* DATA PROVIDED:
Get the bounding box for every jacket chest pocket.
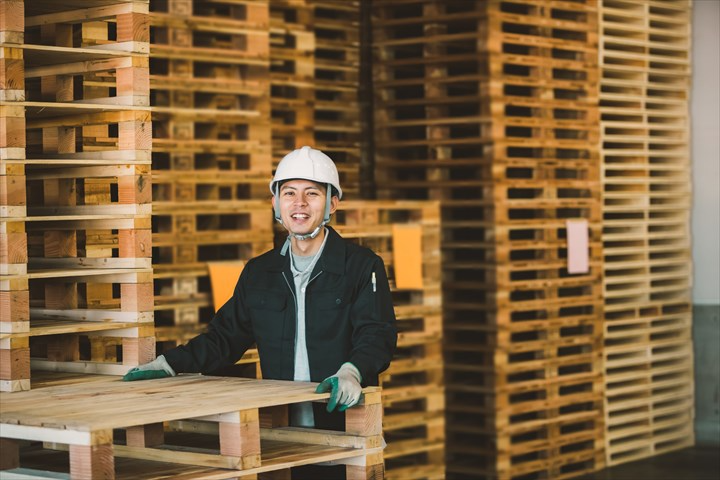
[315,291,346,310]
[246,290,289,341]
[308,291,348,337]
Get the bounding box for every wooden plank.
[0,424,111,446]
[0,376,380,432]
[25,3,148,28]
[1,377,384,477]
[260,428,382,450]
[113,443,250,470]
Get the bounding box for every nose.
[293,193,308,205]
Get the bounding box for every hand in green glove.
[315,362,362,412]
[122,355,176,381]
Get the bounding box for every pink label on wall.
[566,219,590,274]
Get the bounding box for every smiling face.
[273,179,338,250]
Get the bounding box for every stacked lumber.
[1,0,155,391]
[310,0,362,199]
[148,0,273,367]
[373,1,604,478]
[269,0,362,245]
[333,200,444,480]
[1,376,384,479]
[269,0,314,164]
[599,0,694,466]
[0,0,27,393]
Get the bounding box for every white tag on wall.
[566,219,590,274]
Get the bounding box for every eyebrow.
[280,184,322,193]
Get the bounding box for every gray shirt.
[288,230,328,427]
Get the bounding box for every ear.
[271,195,276,209]
[329,195,339,214]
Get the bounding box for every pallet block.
[0,376,384,479]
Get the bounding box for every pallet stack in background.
[310,0,362,199]
[269,0,314,165]
[373,1,605,478]
[1,0,27,392]
[334,200,445,480]
[270,0,361,197]
[148,0,273,375]
[0,1,700,479]
[477,2,604,478]
[599,0,694,466]
[1,0,155,391]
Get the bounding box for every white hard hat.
[269,146,342,199]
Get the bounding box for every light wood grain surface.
[0,375,380,432]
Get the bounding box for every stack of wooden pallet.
[373,1,604,478]
[599,0,694,466]
[333,200,444,480]
[475,4,605,478]
[310,0,362,199]
[1,0,27,393]
[1,0,155,391]
[148,0,273,366]
[269,0,314,164]
[269,1,362,199]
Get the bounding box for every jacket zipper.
[283,270,323,376]
[309,271,323,285]
[282,270,324,309]
[282,271,297,311]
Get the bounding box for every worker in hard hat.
[124,146,397,477]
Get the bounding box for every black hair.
[278,179,339,198]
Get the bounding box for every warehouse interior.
[1,0,718,479]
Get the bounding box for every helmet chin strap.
[275,183,333,255]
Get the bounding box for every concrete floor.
[579,446,720,480]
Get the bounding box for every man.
[124,146,398,478]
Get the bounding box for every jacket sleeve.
[163,261,256,374]
[348,255,398,385]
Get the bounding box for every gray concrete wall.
[693,305,720,445]
[691,1,720,447]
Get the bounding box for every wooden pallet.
[150,198,272,331]
[144,0,275,372]
[310,0,362,198]
[381,348,445,480]
[332,200,442,333]
[0,0,28,395]
[372,2,603,478]
[599,0,693,467]
[149,0,272,201]
[152,201,273,270]
[1,0,154,392]
[1,375,384,479]
[269,1,314,163]
[331,199,444,479]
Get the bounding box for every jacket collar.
[267,226,345,276]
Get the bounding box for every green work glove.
[315,362,362,413]
[122,355,176,381]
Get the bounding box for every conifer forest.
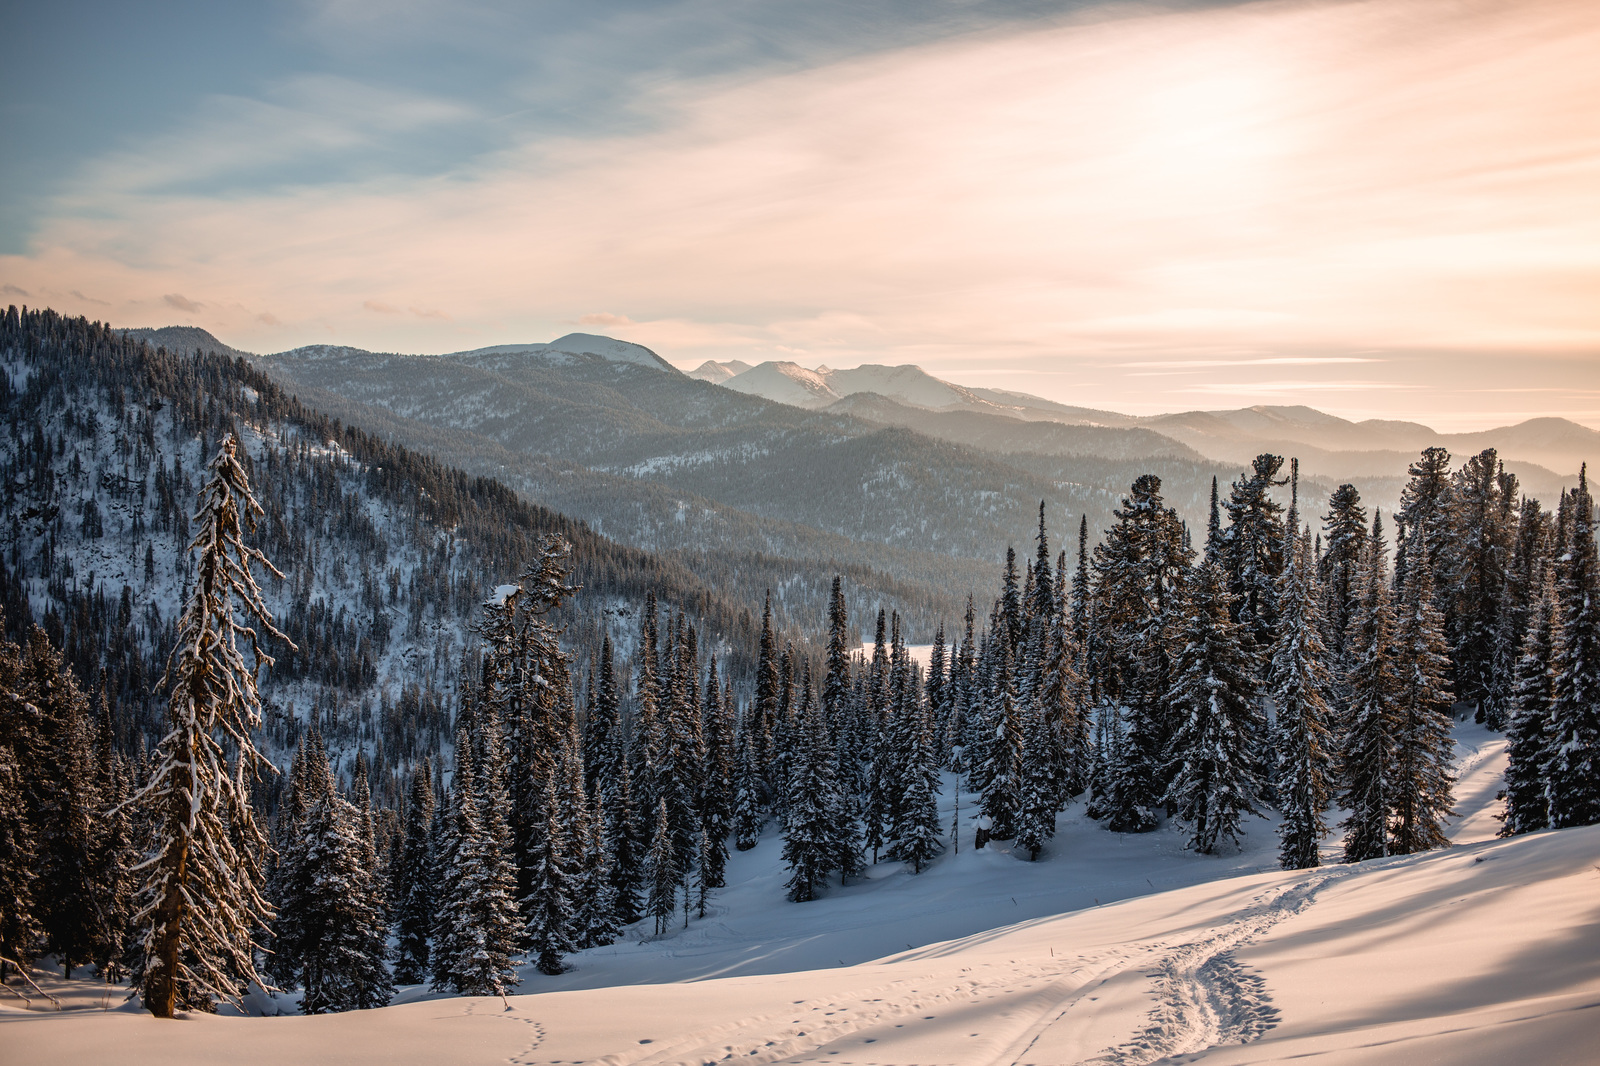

* AIM OF THE TASK:
The answer should match the material exactly, with every picture removed.

* SOLUTION TO THIS PROBLEM:
Get the bounding box for every jacket chest pocket.
[315,291,346,310]
[246,290,289,341]
[308,291,348,337]
Get the bounding box for every wooden plank.
[0,424,111,446]
[0,376,380,432]
[25,3,148,28]
[1,377,384,477]
[260,428,382,450]
[113,443,250,470]
Get the bounding box for every nose.
[293,193,308,205]
Get the bounding box for every hand in green glove.
[315,362,362,412]
[122,355,176,381]
Get the bounding box for every pink label on wall.
[566,219,590,274]
Get the bounding box for every smiling face.
[273,179,338,250]
Get the bounding box for every stacked lumber.
[1,0,155,391]
[310,0,362,199]
[148,0,273,367]
[373,1,604,478]
[269,0,362,245]
[333,200,444,480]
[1,376,384,479]
[269,0,314,164]
[599,0,694,466]
[0,0,27,393]
Get the bounding box for every white tag on wall.
[566,219,590,274]
Get the bounding box for every eyebrow.
[280,184,322,193]
Get the bounding box for every gray shirt.
[288,230,328,427]
Get the bounding box for every ear.
[271,195,276,209]
[329,195,339,214]
Get the bounding box for every pallet block.
[0,376,384,479]
Get the bounding box for every pallet stack in background.
[310,0,362,199]
[269,0,314,165]
[373,1,605,478]
[1,0,27,392]
[334,200,445,480]
[270,0,361,197]
[148,0,273,375]
[0,1,700,479]
[477,2,604,478]
[599,0,694,466]
[1,0,155,391]
Get the bounding box for every white hard hat.
[269,146,342,199]
Get the bounding box for every light wood grain surface.
[0,375,380,432]
Get the bounding box for every stack of wooden pallet.
[373,1,604,478]
[599,0,694,466]
[333,200,444,480]
[475,4,605,478]
[310,0,362,199]
[1,0,27,393]
[1,0,155,391]
[148,0,273,366]
[269,0,314,164]
[269,1,362,199]
Get the bounding box for every jacket zipper.
[283,270,323,376]
[309,271,323,285]
[282,270,324,309]
[282,271,297,311]
Get the bounding box for every worker in hard hat.
[124,146,397,477]
Get the bounding box for every black hair.
[278,179,339,198]
Get the bounding box for every warehouse interior.
[1,0,718,479]
Get the bounding box for every helmet chin strap.
[275,183,333,255]
Get the bounding box for every concrete floor.
[579,446,720,480]
Get the bounding box for every man.
[124,146,398,478]
Get the bounding box for every jacket sleeve.
[163,261,256,374]
[348,255,398,385]
Get the bounding box for every gray concrete wall.
[693,305,720,445]
[691,1,720,447]
Get the bounding box for every wooden pallet.
[150,198,272,331]
[144,0,275,372]
[310,0,362,198]
[381,348,445,480]
[332,200,442,333]
[0,0,28,395]
[372,2,603,478]
[599,0,693,467]
[149,0,272,201]
[152,201,273,270]
[1,0,154,392]
[1,375,384,479]
[269,1,314,163]
[331,199,444,479]
Get the bounding box for every jacket collar.
[267,226,345,276]
Get the bounding box for every green work glove.
[315,362,362,413]
[122,355,176,381]
Get the bounding box for every conifer forest.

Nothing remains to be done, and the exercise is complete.